What to do: Return every one of the entries below verbatim, leaving each line unchanged.

Recorded data:
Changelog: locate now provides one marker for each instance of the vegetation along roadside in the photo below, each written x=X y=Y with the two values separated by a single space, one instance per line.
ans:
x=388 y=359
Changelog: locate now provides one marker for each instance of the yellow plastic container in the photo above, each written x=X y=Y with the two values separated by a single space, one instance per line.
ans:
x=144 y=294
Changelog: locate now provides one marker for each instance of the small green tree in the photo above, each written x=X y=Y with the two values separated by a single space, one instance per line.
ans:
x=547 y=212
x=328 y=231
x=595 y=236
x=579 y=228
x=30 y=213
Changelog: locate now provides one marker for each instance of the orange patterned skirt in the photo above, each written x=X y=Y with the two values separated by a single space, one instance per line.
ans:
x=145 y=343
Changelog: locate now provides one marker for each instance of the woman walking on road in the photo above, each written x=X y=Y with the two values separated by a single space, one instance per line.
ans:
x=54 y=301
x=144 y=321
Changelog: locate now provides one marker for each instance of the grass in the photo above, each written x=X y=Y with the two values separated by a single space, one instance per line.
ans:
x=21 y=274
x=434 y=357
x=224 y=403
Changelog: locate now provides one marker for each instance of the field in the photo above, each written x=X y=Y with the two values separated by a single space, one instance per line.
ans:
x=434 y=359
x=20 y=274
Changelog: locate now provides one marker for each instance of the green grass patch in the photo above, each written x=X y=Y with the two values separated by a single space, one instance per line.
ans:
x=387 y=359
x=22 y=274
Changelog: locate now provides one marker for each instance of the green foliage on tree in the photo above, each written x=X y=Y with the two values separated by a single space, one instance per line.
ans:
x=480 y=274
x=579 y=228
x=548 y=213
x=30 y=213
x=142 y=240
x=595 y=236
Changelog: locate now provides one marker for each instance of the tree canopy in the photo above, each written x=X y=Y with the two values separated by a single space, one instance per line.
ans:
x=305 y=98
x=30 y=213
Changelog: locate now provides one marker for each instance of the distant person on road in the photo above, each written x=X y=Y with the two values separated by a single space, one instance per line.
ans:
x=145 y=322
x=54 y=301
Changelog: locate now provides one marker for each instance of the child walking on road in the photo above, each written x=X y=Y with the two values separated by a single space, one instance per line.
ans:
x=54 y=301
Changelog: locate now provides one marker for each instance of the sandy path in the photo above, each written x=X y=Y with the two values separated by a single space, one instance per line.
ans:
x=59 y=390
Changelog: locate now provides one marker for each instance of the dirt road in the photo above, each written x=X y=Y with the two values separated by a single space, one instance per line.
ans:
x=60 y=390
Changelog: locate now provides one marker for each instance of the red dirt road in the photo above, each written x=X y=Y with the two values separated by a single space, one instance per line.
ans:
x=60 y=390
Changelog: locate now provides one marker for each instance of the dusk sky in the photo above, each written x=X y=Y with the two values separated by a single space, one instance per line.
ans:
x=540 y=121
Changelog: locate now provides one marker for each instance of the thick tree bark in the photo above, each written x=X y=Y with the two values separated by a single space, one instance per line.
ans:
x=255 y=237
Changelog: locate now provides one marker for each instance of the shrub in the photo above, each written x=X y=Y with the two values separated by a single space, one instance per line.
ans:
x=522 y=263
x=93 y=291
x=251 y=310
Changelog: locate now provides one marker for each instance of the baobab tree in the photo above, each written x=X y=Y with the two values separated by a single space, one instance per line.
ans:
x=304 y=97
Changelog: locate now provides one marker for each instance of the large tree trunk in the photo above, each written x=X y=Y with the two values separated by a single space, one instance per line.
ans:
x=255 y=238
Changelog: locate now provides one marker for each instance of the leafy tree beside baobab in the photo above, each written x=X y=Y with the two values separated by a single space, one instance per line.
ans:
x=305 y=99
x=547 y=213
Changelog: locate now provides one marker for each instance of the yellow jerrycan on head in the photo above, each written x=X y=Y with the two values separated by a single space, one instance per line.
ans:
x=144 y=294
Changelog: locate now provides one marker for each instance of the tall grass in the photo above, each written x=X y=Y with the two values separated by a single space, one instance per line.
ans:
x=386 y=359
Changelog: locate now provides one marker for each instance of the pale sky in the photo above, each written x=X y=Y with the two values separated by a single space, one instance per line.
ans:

Expected output:
Changelog: locate now provides one marker for each instance of the vegetation along roadside in the photo below, each written x=X y=Y with the two values separated by a single space, one instance per line.
ans:
x=388 y=359
Changelog: locate now provides one marker for each instance of the yellow plastic container in the photo above, each written x=X y=Y with the two values separated by a single space, one instance per line.
ans:
x=144 y=294
Changelog: locate now provides one marker for each instance of the small green tree in the photo above, each written x=X y=Y with the two values separated by a single space, one instance per line.
ans:
x=547 y=212
x=328 y=231
x=595 y=236
x=579 y=228
x=30 y=213
Changelog: locate now provides one marker for each instance of the orange patterned skirt in the photo above, each written x=X y=Y with the two values separated by a single space, one instance per line.
ans:
x=145 y=343
Changelog: locate now provides one marker for each instance of the woman walking on road in the photo above, each written x=X y=Y with the two values separated by a single space, one instance per line.
ans:
x=54 y=301
x=144 y=321
Changelog: locate now provides one marker for each instance of the grass in the photo above, each written x=X y=Y with the two values separated by a single space, one instance per line.
ans:
x=21 y=274
x=434 y=357
x=224 y=403
Changelog: locate now provides one marker for each instance of the field in the photo above, each written x=X y=Y with the two values separated by a single space, one instance per line.
ans:
x=434 y=359
x=20 y=274
Changelog: locate now provides one marker for each instance of the green grass patch in the photo above, each written x=X y=Y with the two values separated by a single space, one instance per line.
ans:
x=387 y=359
x=22 y=274
Changelog: locate now provides one marker for each instance of the green foliage on tree in the photo above, each written x=X y=Y with the two values separated by a single space, one instance per line.
ans:
x=480 y=274
x=579 y=228
x=548 y=213
x=30 y=213
x=142 y=240
x=595 y=236
Changelog: locate now provides one marker for each instance of the tree canopy in the photo above, each written x=X y=Y with the two values separated by a single space, one instance per line.
ans:
x=305 y=98
x=30 y=213
Changelog: locate now provides one marker for each instance of the distant person on road in the photo above, each written x=X y=Y with the two values separated by a single space, one instance per line.
ans:
x=145 y=322
x=54 y=301
Changelog: locate now provides one marker for each instance of the child walking on road in the photo above, each written x=X y=Y with the two values separated by a single space, one instance per line.
ans:
x=54 y=301
Changelog: locate now provides one marker for each instance of the sandy path in the photo above, each written x=X y=Y with the two values separated by a single space, one instance per line.
ans:
x=59 y=390
Changelog: locate now provides one marker for each instance of the dirt road in the photo above, each written x=X y=Y with the two values separated by a single space, one instance per line.
ans:
x=60 y=390
Changelog: locate now provides one marker for each instance of the red dirt road in the photo above, each written x=X y=Y with the two values separated by a single space, one instance per line.
ans:
x=60 y=390
Changelog: locate now provides one marker for each instance of the dusk sky in the photo above, each written x=X y=Y with the two values separated by a single space, one instance per line.
ans:
x=540 y=121
Changelog: locate now provides one marker for each instance of the thick tree bark in the photo above, each written x=X y=Y with the two values separated by a single space, one instance per line.
ans:
x=255 y=237
Changelog: locate now provides one marker for each instance of the shrub in the photo above, each written x=X y=Y with the two values separated by a single space, one instance per line.
ans:
x=522 y=263
x=93 y=291
x=251 y=310
Changelog: locate now provides one marker for each instance of the baobab tree in the photo above, each written x=X y=Y with the two values separated by a single space, one instance per line.
ans:
x=304 y=97
Changelog: locate now provides one marker for each instance of the large tree trunk in the photo above, each written x=X y=Y with the two values separated by a single space, one instance per line.
ans:
x=255 y=238
Changelog: locate now provides one marker for each instance of the leafy tree beside baobab in the photo above, each written x=X y=Y with the two values separated by a single space, one instance per line.
ans:
x=305 y=99
x=547 y=213
Changelog: locate now provides one marker for each instance of the yellow jerrycan on head in the photo above, each written x=X y=Y with the two values separated by a single space, one instance per line.
ans:
x=144 y=294
Changelog: locate now provides one marker for each instance of the tall grass in the photo above, each written x=X y=Y with the two values separated by a single space, one instance per line.
ans:
x=386 y=359
Changelog: locate now provides one marker for each instance of the pale sky in the photo above, each written x=X y=Y with the two values separated by a single space, one instance per line.
ans:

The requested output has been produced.